- **SUPPLIED PASSAGE**:
Deep in Erankau village some 6km from Sultan Hamud sits an impressive 400 hectare Dorper sheep sanctuary.

The farm run by Mzee Paul ole Nagisikie and his brother, has been a learning centre for other farmers. The farm has more than 300 top Dorper sheep and boasts hosting best breeds in Africa.

“I have been doing this kind of farming for the last 40 years and I have no complaints. I started with a few indigenous sheep and after visiting the KARLO farm in Kiboko, I got my first Dorper breed that I used to improve my indigenous breeds,” says Mzee Nagisikie as he ushers Smart Harvest team to his farm.

With those years under his belt, he is now a master of the game, transferring his skill to other interested farmers.

On arrival, we find Mzee Nagisikie, his brother and several relatives busy at the expansive ranch shearing and tail docking.They do this every so often.

Tail docking, which is the cutting of lamb’s tails, helps to improve health and welfare of sheep and lambs. It also prevents feacal matter from accumulating on the tail and hindquarters of the animal.

The farm sources its Dorper breeds from South Africa, importing one ram every year to minimise inbreeding among his flock.

Having been at it for years, Nagisikie says he has exhausted all dorper breeds from South Africa and is now looking forward to getting new breeds from Australia. “In the last few years, I have gotten more than four varieties of Dorper sheep available in South Africa and I now think I have exhausted all Dorper breeds in that country. I am now eyeing breeds from Australia,” he says.

Birth to twins

So attractive are his flock, almost 80 per cent give birth to twins while a few others have triplets, which the breeder says is because of their huge bodies.

He however says those that give birth to triplets are a challenge when it comes to feeding lambs as the mothers are not able to produce enough milk for all of them. In some cases, they are forced to get a foster mother to one of the lambs among the flock to save it from starving.

- **PROBLEMS TO SOLVE**:
A – In the article about the Dorper sheep farm, write out the part from "The farm run" to "other interested farmers.".
B – According to the article about the Dorper sheep farm, how often does the farm import a ram from South Africa?
C – Continue the article about the Dorper sheep farm from its last sentence.
The records have nothing to do with the article about the Dorper sheep farm.

- **GIVEN DATA**:
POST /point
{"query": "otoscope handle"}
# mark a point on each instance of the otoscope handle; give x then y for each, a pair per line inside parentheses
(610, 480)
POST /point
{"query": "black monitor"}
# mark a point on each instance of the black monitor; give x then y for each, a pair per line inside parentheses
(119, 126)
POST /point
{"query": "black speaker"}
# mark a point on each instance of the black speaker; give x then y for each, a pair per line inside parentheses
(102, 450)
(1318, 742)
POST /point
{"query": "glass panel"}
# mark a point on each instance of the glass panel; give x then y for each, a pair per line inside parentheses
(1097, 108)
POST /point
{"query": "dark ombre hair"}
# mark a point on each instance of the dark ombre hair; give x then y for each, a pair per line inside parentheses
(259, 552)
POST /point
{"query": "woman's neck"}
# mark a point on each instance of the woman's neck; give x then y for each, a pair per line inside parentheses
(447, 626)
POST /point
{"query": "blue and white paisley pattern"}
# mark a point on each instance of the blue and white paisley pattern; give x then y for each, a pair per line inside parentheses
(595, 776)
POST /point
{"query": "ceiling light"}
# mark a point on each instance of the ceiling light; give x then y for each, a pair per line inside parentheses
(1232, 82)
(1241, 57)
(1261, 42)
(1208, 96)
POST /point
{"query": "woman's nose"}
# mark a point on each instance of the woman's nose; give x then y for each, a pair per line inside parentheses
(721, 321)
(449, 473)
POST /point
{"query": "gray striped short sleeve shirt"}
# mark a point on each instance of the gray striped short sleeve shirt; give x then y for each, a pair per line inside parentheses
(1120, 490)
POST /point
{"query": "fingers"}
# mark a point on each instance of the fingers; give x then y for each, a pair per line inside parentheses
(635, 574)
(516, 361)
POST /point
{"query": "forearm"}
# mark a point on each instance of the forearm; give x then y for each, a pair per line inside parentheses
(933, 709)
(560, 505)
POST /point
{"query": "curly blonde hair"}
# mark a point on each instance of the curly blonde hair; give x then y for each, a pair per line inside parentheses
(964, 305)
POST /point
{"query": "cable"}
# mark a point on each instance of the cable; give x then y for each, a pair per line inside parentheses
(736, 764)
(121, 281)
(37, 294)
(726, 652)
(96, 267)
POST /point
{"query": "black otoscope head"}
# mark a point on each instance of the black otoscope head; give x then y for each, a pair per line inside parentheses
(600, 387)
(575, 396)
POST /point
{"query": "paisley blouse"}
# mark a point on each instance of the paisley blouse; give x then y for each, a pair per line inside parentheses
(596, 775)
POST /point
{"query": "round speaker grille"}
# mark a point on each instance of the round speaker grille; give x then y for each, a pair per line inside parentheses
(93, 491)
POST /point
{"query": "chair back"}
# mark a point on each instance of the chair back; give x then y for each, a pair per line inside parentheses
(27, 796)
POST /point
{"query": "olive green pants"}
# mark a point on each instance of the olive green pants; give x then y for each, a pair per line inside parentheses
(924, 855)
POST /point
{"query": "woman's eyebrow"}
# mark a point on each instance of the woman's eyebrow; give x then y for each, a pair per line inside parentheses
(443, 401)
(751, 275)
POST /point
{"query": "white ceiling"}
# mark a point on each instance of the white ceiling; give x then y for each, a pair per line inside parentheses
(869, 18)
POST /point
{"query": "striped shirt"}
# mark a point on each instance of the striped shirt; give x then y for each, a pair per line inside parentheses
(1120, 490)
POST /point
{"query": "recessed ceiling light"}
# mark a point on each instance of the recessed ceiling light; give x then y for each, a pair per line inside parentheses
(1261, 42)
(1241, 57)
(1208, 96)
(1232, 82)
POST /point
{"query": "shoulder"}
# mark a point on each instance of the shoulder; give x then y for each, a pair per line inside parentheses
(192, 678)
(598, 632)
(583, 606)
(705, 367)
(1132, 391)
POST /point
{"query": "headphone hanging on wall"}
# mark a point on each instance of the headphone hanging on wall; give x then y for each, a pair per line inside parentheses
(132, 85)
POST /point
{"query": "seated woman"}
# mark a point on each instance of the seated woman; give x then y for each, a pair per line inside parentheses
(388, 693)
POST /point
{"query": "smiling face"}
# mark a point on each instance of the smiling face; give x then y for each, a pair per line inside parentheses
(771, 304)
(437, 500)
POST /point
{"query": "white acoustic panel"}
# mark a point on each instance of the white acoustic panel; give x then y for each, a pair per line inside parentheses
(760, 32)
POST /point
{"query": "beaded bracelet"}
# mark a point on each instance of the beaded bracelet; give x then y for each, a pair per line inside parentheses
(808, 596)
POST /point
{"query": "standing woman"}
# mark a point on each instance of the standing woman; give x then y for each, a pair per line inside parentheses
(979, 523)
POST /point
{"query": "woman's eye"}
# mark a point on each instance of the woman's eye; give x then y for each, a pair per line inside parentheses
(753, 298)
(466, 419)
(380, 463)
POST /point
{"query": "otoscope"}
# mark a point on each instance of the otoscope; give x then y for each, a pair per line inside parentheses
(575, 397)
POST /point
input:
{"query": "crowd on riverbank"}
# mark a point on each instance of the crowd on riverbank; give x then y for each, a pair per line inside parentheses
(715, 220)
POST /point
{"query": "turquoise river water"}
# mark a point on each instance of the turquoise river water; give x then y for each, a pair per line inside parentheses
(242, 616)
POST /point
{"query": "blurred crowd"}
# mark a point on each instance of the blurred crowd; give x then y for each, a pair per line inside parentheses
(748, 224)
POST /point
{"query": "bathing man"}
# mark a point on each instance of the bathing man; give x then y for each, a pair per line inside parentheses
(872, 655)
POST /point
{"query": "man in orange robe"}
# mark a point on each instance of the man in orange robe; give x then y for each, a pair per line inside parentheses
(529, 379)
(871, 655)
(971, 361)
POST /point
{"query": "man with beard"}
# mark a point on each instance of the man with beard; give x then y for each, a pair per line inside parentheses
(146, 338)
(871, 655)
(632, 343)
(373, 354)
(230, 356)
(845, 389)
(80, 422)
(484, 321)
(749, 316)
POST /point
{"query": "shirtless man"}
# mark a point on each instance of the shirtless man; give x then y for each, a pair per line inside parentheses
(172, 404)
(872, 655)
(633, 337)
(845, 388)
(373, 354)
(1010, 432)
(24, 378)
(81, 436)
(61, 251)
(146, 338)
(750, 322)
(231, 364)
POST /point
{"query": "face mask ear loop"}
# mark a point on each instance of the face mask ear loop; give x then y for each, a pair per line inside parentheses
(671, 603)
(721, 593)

- **ANSWERS TO THIS EXERCISE**:
A –
The farm run by Mzee Paul ole Nagisikie and his brother, has been a learning centre for other farmers. The farm has more than 300 top Dorper sheep and boasts hosting best breeds in Africa.

“I have been doing this kind of farming for the last 40 years and I have no complaints. I started with a few indigenous sheep and after visiting the KARLO farm in Kiboko, I got my first Dorper breed that I used to improve my indigenous breeds,” says Mzee Nagisikie as he ushers Smart Harvest team to his farm.

With those years under his belt, he is now a master of the game, transferring his skill to other interested farmers.

B – One ram every year.

C –
On a mission

Despite the growing demand for mutton in Kenya, Mzee says his breeds are not bred for the slaughter house. His farm is a Dorper -breeding farm and he wants to help Kenyan farmers improve their flock.

“Every year, we select more than a 100 rams that are 7 months old that we sell to other farmers at a cost of Sh45,000 for the sole purpose of helping them improve their breeds,” says Mzee Nagisikie.

The dorper sheep is a cross-breed between the black headed Persian sheep (an African breed) and the Dorset horn (a British breed) that was developed in South Africa between 1945 and 1950. It is a very successful and adaptable breed that has been exported to many countries including Australia. It was introduced into Kenya about 50 years ago. There are two types: the dorper with a black head, neck and legs, and the ‘white dorper’ with a white head.

According to Mzee, the sheep performs well in semiarid areas. They have a high lambing percentage and can breed every eight months. They lamb easily and are excellent mothers. They are also disease resistant and not susceptible to fly strike. Lambs gain weight quickly, mature early and may be mated at around 9 months.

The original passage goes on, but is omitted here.